Begin Materials provided
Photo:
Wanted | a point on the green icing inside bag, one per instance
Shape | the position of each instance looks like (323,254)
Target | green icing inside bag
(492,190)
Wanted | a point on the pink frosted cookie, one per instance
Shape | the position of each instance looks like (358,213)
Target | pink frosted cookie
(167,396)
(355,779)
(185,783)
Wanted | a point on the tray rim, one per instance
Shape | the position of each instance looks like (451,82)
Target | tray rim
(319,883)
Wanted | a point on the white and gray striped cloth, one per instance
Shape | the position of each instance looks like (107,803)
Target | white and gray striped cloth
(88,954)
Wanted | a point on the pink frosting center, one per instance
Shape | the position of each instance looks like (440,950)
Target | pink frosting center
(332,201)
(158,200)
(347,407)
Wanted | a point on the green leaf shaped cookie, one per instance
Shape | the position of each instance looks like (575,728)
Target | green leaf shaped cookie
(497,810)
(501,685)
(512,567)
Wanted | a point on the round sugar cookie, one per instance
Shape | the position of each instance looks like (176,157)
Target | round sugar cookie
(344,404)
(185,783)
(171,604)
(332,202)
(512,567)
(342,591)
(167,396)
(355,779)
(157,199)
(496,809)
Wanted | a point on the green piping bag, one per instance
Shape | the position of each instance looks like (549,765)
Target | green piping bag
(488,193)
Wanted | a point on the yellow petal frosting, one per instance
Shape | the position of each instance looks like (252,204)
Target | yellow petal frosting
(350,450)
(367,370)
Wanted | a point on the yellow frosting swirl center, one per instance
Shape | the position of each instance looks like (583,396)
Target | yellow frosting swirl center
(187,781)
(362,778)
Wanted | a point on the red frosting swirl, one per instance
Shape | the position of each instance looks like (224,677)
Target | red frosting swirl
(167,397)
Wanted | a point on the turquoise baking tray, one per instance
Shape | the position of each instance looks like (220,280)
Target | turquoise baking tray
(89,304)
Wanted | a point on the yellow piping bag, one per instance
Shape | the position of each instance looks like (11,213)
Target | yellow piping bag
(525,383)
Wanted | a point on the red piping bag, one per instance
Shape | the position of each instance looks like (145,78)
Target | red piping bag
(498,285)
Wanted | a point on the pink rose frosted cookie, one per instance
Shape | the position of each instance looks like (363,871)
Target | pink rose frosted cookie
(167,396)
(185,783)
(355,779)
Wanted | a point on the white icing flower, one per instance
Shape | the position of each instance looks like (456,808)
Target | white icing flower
End Materials provided
* _Work to be completed_
Convert every line of the records above into a numbered list, omitting any blank lines.

* _Response to this task_
1. Photo:
2. Wanted | a point on the green icing inside bag, one per instance
3. Shape | the position of each instance looks like (323,254)
4. Target | green icing inside bag
5. (492,190)
6. Wanted | a point on the pink frosted cookie, one per instance
7. Shape | the position of each instance looks like (358,213)
8. Target | pink frosted cookie
9. (167,396)
10. (355,779)
11. (185,783)
12. Wanted | a point on the tray rim, one per instance
13. Shape | the position of each instance looks like (451,82)
14. Target | tray rim
15. (319,883)
16. Wanted | a point on the white and gray striped cloth, one per instance
17. Shape | the position of each instance looks like (107,803)
18. Target | white and gray striped cloth
19. (88,954)
20. Wanted | a point on the pink frosting center, one per instance
21. Shape | the position of each instance looks like (440,950)
22. Target | pink frosting center
23. (332,201)
24. (158,200)
25. (347,407)
26. Wanted | a point on the green leaf shaped cookie, one per instance
27. Shape | the position of each instance looks like (575,728)
28. Target | green leaf shaped cookie
29. (497,810)
30. (501,685)
31. (512,567)
32. Wanted | a point on the round sugar cookie, one per instance
33. Shape | the position of each instance looks like (176,157)
34. Target | round sugar cookie
35. (344,404)
36. (185,783)
37. (171,604)
38. (332,202)
39. (512,567)
40. (342,591)
41. (167,396)
42. (355,779)
43. (157,199)
44. (496,809)
45. Wanted | a point on the green piping bag, one per instance
46. Shape | the position of each instance looks like (549,765)
47. Target | green piping bag
48. (488,193)
49. Wanted | a point on the yellow petal frosting, one per instance
50. Shape | the position of each instance looks like (252,204)
51. Target | yellow petal frosting
52. (350,450)
53. (367,370)
54. Wanted | a point on the yellow frosting swirl center, one per instance
55. Shape | the position of each instance looks like (583,396)
56. Target | yellow frosting swirl center
57. (187,781)
58. (362,778)
59. Wanted | a point on the red frosting swirl, one per instance
60. Shape | the position of each instance looks like (224,677)
61. Target | red frosting swirl
62. (167,397)
63. Wanted | a point on the turquoise baking tray, one per instance
64. Shape | the position of each instance looks like (220,280)
65. Target | turquoise baking tray
66. (89,304)
67. Wanted | a point on the yellow piping bag, one per instance
68. Shape | the position of each instance looks like (11,213)
69. Target | yellow piping bag
70. (525,383)
71. Wanted | a point on the red piping bag, one per instance
72. Shape | the position of each instance looks like (145,78)
73. Target | red piping bag
74. (498,285)
75. Wanted | a point on the pink rose frosted cookie, one per instance
76. Shape | the position of each instance looks like (363,871)
77. Target | pink rose frosted cookie
78. (167,396)
79. (185,783)
80. (355,779)
81. Wanted | a point on the white icing flower, one per instance
82. Shape | the position of each instance looks like (456,808)
83. Target | white icing flower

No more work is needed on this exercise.